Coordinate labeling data
══════
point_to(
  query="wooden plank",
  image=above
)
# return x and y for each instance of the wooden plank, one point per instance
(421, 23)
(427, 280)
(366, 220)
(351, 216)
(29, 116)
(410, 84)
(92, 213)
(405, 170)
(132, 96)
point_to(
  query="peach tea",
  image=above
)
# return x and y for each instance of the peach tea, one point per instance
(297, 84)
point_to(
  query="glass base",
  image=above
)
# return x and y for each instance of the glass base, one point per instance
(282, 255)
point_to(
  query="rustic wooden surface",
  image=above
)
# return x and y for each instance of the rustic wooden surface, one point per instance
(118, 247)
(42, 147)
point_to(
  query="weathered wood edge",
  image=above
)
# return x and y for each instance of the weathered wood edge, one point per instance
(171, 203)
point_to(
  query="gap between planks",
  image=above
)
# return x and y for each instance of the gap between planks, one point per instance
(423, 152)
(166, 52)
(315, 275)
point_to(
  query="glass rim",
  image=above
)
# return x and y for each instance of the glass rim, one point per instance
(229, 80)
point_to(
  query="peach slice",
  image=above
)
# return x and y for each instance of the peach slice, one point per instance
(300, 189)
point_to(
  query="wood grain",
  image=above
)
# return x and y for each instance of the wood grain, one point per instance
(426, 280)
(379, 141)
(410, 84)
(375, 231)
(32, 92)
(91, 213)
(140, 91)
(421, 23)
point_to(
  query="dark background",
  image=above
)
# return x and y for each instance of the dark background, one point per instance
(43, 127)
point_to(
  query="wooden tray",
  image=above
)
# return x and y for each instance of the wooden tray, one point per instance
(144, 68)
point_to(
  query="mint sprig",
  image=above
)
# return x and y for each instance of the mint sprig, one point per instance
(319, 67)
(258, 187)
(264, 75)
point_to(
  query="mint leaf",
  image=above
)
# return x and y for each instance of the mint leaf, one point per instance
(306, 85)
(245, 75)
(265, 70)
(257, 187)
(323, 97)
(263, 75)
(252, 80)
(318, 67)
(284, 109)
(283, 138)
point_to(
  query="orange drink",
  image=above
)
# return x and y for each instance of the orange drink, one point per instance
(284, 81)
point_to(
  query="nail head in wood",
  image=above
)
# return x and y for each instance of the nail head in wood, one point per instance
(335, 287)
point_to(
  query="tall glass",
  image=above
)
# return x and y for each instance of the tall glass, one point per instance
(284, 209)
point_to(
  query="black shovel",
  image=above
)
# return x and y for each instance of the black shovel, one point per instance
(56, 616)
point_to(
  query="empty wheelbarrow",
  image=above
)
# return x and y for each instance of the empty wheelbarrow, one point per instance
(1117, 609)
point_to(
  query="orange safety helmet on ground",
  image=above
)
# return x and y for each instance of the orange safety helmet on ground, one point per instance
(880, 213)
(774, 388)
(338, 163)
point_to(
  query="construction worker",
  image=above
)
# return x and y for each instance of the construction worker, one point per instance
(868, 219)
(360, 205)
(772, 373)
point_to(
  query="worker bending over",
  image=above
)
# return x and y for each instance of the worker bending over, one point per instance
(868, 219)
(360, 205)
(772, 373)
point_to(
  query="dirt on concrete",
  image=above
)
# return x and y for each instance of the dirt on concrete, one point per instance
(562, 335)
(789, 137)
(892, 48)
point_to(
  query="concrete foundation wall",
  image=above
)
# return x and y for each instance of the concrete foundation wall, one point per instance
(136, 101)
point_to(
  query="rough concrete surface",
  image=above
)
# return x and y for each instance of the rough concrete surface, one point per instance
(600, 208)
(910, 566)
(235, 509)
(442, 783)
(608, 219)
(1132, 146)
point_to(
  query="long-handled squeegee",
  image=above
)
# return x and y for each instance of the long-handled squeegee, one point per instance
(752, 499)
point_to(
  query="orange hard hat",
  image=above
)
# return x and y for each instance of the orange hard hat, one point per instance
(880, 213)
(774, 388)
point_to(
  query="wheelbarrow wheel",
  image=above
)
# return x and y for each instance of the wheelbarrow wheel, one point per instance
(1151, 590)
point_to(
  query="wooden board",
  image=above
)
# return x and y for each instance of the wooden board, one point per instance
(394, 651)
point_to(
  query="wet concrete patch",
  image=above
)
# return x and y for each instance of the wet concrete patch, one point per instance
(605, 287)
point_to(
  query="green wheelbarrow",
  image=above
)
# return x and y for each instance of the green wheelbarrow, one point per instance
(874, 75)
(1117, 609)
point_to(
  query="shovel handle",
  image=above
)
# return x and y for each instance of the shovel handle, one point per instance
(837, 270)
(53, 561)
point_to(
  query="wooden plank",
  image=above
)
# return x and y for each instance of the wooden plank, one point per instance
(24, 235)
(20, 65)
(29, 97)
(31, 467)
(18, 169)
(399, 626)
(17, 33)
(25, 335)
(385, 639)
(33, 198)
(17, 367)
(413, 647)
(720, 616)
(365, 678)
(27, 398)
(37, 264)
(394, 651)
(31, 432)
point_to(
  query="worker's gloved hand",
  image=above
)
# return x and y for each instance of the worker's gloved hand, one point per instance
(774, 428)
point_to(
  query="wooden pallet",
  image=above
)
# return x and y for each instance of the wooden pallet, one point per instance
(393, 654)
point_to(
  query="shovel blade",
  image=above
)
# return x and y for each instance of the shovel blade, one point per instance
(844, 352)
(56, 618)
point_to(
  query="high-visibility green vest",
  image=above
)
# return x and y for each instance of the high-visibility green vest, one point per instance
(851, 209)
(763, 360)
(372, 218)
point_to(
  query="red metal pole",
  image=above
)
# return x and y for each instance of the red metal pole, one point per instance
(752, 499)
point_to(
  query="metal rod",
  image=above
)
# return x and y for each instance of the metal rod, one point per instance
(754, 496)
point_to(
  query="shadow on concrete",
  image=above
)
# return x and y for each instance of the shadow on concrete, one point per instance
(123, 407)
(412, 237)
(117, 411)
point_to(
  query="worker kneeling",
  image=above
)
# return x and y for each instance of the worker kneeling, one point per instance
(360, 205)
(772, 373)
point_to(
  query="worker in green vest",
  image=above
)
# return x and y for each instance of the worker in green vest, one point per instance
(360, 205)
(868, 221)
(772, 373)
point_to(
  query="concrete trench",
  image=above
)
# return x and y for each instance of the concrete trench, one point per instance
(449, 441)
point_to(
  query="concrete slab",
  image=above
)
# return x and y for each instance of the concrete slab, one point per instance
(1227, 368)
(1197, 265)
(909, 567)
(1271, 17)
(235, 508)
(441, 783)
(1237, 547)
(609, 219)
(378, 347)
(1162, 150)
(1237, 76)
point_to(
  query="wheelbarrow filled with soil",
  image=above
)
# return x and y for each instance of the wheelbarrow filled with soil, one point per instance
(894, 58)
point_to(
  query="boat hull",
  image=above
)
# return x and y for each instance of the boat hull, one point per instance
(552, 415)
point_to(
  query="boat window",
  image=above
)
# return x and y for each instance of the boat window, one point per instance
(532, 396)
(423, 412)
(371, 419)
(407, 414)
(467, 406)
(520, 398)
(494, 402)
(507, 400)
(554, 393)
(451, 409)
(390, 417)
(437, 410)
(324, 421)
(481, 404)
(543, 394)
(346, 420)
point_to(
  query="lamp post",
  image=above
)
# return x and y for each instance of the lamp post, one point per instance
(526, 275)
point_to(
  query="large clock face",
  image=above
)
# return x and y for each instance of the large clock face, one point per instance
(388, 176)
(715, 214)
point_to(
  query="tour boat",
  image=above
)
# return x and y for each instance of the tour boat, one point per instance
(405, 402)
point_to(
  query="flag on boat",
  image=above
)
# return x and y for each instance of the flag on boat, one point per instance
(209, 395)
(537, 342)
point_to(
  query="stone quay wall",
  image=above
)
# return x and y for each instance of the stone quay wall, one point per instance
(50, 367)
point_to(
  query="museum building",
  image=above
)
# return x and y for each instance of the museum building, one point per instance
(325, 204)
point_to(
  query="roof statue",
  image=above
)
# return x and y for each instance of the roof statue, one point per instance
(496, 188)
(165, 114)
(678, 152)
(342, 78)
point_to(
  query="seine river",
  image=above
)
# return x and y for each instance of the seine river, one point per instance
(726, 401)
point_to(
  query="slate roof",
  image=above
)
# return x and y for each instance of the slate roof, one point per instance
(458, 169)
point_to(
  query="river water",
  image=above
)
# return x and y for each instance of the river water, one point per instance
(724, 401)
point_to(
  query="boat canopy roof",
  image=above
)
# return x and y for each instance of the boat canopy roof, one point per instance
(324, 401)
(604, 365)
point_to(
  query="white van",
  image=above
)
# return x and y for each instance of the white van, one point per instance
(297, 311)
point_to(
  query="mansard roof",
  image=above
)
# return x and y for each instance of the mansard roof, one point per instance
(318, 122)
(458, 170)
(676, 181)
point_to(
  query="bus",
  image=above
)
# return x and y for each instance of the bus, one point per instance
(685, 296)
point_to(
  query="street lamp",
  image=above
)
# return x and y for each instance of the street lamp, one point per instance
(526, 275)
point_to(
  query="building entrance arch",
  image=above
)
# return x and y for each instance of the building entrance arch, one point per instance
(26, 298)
══════
:: Task to complete ::
Identify each line in the listing above that contains the string "glass", with case counting, and copy those lines.

:: Complete answer ::
  query="glass base",
# return x and y for each instance of the glass base, one point per instance
  query="glass rim",
# return x and y for each instance of the glass rim, one point per instance
  query="tall glass",
# return x and y for each instance of the tall glass, one point per instance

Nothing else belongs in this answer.